### Objective
Print every one of the following items word for word, with no changes.

========

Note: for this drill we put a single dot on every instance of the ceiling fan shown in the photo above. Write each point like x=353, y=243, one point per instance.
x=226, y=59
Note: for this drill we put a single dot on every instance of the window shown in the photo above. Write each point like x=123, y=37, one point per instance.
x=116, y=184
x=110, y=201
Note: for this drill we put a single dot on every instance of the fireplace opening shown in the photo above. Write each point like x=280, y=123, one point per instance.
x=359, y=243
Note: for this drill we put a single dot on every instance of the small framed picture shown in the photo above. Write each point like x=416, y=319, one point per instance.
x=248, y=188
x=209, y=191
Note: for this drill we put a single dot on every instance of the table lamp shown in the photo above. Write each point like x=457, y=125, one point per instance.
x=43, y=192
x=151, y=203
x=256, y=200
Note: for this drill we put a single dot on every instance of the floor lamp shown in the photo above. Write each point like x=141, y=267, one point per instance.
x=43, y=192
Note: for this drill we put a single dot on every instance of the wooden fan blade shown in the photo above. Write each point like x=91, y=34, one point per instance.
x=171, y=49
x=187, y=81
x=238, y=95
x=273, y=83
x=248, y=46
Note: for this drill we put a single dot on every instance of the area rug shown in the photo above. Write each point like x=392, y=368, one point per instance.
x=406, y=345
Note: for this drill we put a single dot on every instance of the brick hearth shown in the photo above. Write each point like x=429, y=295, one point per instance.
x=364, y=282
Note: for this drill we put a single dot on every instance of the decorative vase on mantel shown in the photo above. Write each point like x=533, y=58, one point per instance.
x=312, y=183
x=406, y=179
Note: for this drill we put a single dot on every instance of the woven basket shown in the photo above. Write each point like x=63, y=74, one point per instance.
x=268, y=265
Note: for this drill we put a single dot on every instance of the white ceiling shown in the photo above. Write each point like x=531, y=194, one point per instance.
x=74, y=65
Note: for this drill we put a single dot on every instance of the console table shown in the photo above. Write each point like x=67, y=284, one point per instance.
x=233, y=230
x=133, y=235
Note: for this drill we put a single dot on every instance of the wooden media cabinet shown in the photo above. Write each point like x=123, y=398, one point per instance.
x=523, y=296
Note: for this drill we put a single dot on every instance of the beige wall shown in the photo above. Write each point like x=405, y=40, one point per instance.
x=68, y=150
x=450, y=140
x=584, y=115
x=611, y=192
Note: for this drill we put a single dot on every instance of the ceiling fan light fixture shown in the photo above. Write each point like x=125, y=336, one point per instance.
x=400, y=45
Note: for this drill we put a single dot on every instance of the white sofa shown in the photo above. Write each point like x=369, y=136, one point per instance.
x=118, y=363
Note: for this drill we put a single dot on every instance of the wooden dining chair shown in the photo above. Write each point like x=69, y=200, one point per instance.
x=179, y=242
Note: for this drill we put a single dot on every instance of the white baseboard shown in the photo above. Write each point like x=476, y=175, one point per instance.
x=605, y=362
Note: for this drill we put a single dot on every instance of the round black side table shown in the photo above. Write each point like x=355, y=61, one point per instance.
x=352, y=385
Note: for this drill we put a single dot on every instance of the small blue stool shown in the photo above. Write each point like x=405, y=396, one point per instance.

========

### Exercise response
Note: for this drill we put a single dot on every instance of the ceiling fan shown in the photo above. Write each point like x=353, y=243, one point per instance.
x=226, y=59
Note: for this drill we put a single dot on every instance of the window shown in the photo above. Write each point like x=123, y=37, one point per instance.
x=116, y=184
x=110, y=201
Note: for this drill we put a single dot on every instance of the fireplace opening shown in the photo above. Write each point like x=280, y=123, one point per instance.
x=359, y=243
Note: for this drill we put a single dot on every instance of the small framed picture shown in the photo above. Write each point like x=416, y=319, one point per instance.
x=248, y=188
x=209, y=191
Note: for this drill we put a single dot on every instance of the table lamp shown in the photo above. Write each point like x=457, y=125, one point per instance.
x=43, y=192
x=151, y=203
x=256, y=200
Note: for this drill we put a single dot on every instance of the floor lamp shown in the photo above. Write each point like x=141, y=267, one point per instance.
x=43, y=192
Note: for this drill we put a single dot on every instance of the wooden fan blade shown in the photo above. Write each point like x=91, y=34, one point per instance.
x=171, y=49
x=187, y=81
x=238, y=95
x=273, y=83
x=248, y=46
Note: for this drill we put a single dot on every instance of the area rug shown in the photo above. Write each point like x=392, y=368, one point per instance.
x=406, y=345
Note: for this drill we put a single dot on every instance of the brick hearth shown in the photo above. Write each point like x=429, y=295, one point per instance.
x=364, y=282
Note: for this drill we put a single dot on every instance of the decorative vase on mantel shown in the photo above. Write each point like x=533, y=58, one point per instance.
x=312, y=183
x=406, y=179
Note: for this drill we put a single dot on every instance of the woven basket shown in the photo above. Write each point like x=63, y=74, one point per instance.
x=268, y=265
Note: for this drill we put a single dot on every instance of the white ceiling shown in the photo above. Write each point like x=531, y=194, one point per instance.
x=74, y=65
Note: for this drill we put a single dot on every instance of the console table shown in the photo above. Write each point like x=67, y=284, one point per instance.
x=233, y=230
x=133, y=235
Note: for this drill we put a single dot on every instance of the wooden media cabinet shown in the photo above. Write each point like x=123, y=398, one point per instance.
x=523, y=296
Note: for this drill we put a single dot on every instance of the beige wall shown in the photo above. Write each point like x=405, y=40, one point per instance.
x=68, y=150
x=450, y=140
x=584, y=115
x=611, y=192
Note: for this drill we put a single dot on every instance of the ceiling fan light fixture shown in the photo above. Write each point like x=125, y=336, one point per instance.
x=400, y=45
Note: for this drill we put a single dot on every instance of the white sofa shown in the photo above. Write each point like x=369, y=136, one point per instance.
x=118, y=363
Note: for this drill we put a single dot on every instance of the wooden dining chair shown in the photo above. Write each point like x=69, y=200, one point per instance.
x=179, y=242
Note: for this drill we put a single dot on every instance of the white baseboard shown in the photo above. Write each point like x=476, y=175, one point per instance.
x=605, y=362
Note: for this drill we put a single dot on every instance of the round black side table shown in the photo above. Write each point like x=355, y=61, one point per instance.
x=352, y=385
Note: for this drill we put a single dot on every instance of the small blue stool shown in the photo above. Write each point like x=405, y=396, one point per instance.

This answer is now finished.